Objective
List each of the lines below that contains the string "roof". Case matters, so a match must have the same uppercase and lowercase letters.

Recorded data
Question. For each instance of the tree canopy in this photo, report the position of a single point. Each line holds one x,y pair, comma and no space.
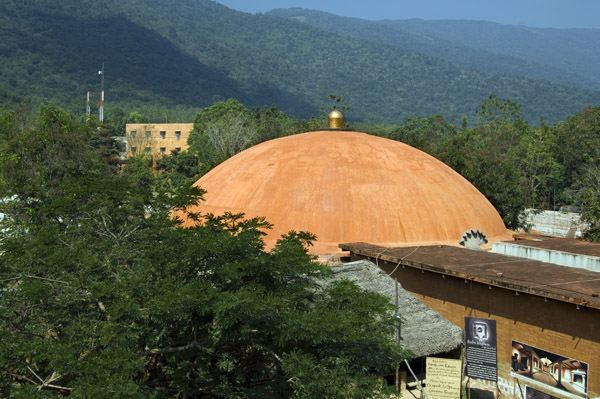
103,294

--

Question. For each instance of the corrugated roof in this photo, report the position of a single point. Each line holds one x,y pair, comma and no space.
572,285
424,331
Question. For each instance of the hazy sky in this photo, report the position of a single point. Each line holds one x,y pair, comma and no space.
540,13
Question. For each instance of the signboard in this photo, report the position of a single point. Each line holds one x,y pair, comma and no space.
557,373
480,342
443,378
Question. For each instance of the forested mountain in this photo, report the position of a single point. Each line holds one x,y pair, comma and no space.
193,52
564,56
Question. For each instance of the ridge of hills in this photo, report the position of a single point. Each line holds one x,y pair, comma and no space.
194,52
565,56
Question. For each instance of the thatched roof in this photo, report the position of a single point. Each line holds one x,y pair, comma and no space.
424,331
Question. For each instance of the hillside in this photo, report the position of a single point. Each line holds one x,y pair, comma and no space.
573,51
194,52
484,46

Final result
Question. For each instance of the corrugated roof in this photo, report the position of a single point. Each line holds one x,y pair, comma and no space.
Question. For each instance of the thatched roof in this photo, report the position of a single point. Each line holds one x,y pair, comma and no space.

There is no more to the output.